#### [Challenge a]
Which lines in the records contain the string "pink"? Copy each of those lines.

#### [Document passage]

The two features we have not implemented in SMITE are online event detection and area-of-interest (AOI) triggers. In both cases, we think neither an approach potentially provided by SMITE nor the algorithms implemented in the iViewX SDK would best suit most users who need such advanced tools, because any implementation would be geared to a particular use case that would likely differ from that of the user. A possible implementation of AOI triggers provided in SMITE might, for instance, force the user into an unnatural segmentation of their stimulus display, since only rectangle-shaped AOIs are supported, whereas a hypothetical event detector provided with SMITE might be tuned for saccade onset detection, but the user might instead need accurate identification of fixation onset. By using online data access through SMITE.getLatestSample(), SMITE.consumeBufferData(), and SMITE.peekBufferData(), users may implement these algorithms to their exact specifications or may use code available on the internet that best suits their needs.

Dummy mode

To make it easier to develop a script using SMITE without access to the eye tracker, SMITE implements a dummy mode. When dummy mode is activated, by either calling SMITE.setDummyMode() or using the SMITEDummyMode() constructor directly, SMITE is put into a mode in which all calls are accepted, but it does not perform any action. If a SMITE call normally returns a value, in dummy mode SMITE will return [] in MATLAB, or None in Python. Exceptions to this rule are SMITE.getLatestSample(), SMITE.consumeBufferData(), and SMITE.peekBufferData(), which return the current position of the mouse cursor in order to make it easy to develop and test gaze-contingent code. The SMITE.rawSMI and SMITE.rawBuffers interfaces are not supported in dummy mode.

File saving

Although the underlying SMI iViewX SDK allows overwriting of existing data files when calling its function to save recorded data to an .idf file, by default SMITE always returns an error when it attempts to save data when a file with the same name already exists. It is our opinion that overwriting data files should never happen in experimental practice, and that the cost of this occurring by mistake is too large for us to provide this flexibility in SMITE’s interface. Instead, SMITE.saveData() has an optional input argument that, when provided, instructs the function to automatically append versioning information to the filename provided by the user if a file with this name already exists. That is, if the user attempts to save data to the already existing file data.idf, the data will instead be saved to data_1.idf; if that file also already exists, the data will be saved to data_2.idf; and so forth. We recommend that user code generate the eventual filenames for the data files already before the experiment run starts and that it check whether these files already exist at that stage, so that naming mistakes can be corrected before any data are collected.

BeGaze integration

Aside from eye trackers, SMI GmbH also provided Experiment Suite, a collection of stimulus program creation and data analysis applications. SMITE provides integration with SMI’s analysis application, BeGaze. This support has been tested with the last available version of BeGaze, included with Experiment Suite 3.7.104, but the SMITE is expected to work with a significant number of earlier versions of BeGaze, since the underlying interface has long been the same. To enable analysis of eye movement data in BeGaze, the .idf file record of the experiment needs to contain a specially formatted message for each trial informing BeGaze that a stimulus image or video was shown. These stimulus messages can be sent to the .idf file using SMITE.setBegazeTrialImage() and consist of the filename of the stimulus shown during the trial, which should end in one of the following extensions: .png, .jpg, .jpeg, .bmp, or .avi. Once such a stimulus message is sent to the file, data from that point onward will be associated with a new trial and the provided stimulus, until a new stimulus message is sent or the recording is stopped. To ensure that only the data of interest are imported by BeGaze for each trial, we therefore recommend the following sequence of calls for each trial:

  1. 1.

#### [Challenge b]
In the SMITE passage, what do SMITE.getLatestSample(), SMITE.consumeBufferData(), and SMITE.peekBufferData() return in dummy mode?

#### [Supplied data]
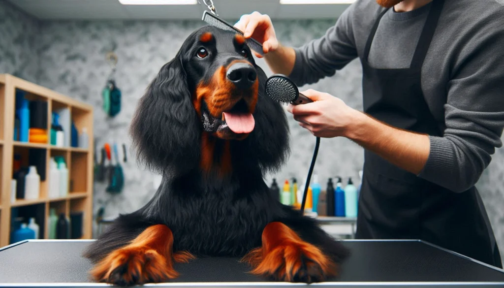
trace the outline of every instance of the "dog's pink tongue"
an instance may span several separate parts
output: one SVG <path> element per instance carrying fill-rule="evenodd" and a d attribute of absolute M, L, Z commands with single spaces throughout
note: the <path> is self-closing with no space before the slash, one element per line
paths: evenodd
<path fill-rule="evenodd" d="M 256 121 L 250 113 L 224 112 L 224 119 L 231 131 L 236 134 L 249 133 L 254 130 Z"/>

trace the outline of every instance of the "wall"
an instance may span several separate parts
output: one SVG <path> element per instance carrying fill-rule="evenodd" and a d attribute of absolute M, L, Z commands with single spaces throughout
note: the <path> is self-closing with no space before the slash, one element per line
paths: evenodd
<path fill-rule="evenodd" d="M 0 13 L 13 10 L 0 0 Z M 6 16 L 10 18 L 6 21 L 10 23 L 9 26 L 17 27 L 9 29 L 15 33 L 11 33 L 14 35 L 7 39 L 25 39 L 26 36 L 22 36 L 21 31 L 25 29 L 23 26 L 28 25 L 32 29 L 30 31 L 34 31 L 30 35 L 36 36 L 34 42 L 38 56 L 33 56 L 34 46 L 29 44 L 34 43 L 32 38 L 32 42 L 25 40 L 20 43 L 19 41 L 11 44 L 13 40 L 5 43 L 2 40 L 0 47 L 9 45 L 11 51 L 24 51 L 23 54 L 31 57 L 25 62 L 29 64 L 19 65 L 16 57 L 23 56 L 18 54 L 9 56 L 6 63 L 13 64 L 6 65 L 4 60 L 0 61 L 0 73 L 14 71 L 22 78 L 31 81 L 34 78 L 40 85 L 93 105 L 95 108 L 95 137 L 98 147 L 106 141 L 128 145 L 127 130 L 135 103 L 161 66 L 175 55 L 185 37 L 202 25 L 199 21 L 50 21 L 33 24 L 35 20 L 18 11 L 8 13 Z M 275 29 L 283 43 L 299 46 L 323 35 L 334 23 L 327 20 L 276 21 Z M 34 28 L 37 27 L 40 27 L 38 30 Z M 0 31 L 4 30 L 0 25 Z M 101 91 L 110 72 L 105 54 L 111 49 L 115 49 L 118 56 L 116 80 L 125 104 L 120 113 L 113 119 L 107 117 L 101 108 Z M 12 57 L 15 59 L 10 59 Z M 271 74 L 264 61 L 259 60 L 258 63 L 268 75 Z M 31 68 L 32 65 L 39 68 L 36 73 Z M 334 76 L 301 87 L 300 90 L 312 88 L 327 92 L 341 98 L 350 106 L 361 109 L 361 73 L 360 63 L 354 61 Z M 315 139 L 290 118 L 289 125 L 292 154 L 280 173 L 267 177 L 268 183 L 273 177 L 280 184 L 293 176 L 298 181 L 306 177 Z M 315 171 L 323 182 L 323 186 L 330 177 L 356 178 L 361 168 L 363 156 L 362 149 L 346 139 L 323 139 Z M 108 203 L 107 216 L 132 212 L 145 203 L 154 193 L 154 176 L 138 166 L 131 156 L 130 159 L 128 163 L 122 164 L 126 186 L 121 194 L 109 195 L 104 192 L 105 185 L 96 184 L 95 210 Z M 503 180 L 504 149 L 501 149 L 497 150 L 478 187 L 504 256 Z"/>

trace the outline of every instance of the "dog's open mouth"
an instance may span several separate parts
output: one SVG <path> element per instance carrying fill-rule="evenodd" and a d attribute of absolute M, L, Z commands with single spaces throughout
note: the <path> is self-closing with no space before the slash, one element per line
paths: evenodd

...

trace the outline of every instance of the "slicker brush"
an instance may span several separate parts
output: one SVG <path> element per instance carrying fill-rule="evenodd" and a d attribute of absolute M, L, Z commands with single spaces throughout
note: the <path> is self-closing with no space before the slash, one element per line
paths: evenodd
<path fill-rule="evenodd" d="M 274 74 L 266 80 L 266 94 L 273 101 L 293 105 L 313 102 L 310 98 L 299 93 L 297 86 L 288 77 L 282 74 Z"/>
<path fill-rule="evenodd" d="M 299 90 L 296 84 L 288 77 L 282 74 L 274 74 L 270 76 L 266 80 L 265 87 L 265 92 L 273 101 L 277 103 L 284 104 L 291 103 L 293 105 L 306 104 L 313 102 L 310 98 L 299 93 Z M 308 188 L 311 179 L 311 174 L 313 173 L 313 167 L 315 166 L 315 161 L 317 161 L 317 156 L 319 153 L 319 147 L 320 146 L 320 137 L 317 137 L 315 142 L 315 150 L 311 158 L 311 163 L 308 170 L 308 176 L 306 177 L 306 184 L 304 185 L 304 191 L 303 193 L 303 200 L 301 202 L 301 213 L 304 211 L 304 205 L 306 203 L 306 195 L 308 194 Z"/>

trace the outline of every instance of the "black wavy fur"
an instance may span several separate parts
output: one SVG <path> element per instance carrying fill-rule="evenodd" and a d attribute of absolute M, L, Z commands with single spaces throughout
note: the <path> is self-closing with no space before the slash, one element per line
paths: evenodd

==

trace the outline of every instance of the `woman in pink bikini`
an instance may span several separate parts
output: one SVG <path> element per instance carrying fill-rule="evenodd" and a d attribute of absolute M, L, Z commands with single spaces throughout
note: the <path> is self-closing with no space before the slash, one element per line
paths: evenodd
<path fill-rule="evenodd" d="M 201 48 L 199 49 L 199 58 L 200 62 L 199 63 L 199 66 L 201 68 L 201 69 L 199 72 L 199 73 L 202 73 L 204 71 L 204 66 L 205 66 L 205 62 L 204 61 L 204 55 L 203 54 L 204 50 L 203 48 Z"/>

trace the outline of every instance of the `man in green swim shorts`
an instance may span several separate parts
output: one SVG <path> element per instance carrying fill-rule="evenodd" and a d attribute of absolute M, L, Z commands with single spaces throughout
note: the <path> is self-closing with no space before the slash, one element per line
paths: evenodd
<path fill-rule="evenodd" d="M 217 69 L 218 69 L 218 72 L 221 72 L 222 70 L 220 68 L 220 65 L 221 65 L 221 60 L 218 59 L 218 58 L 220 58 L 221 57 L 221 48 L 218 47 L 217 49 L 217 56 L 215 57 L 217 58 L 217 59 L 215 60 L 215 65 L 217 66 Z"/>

#### [Task answer a]
trace the outline of every instance of the "dog's pink tongue"
trace the outline of every instance of the `woman in pink bikini`

#### [Task answer b]
They return the current position of the mouse cursor.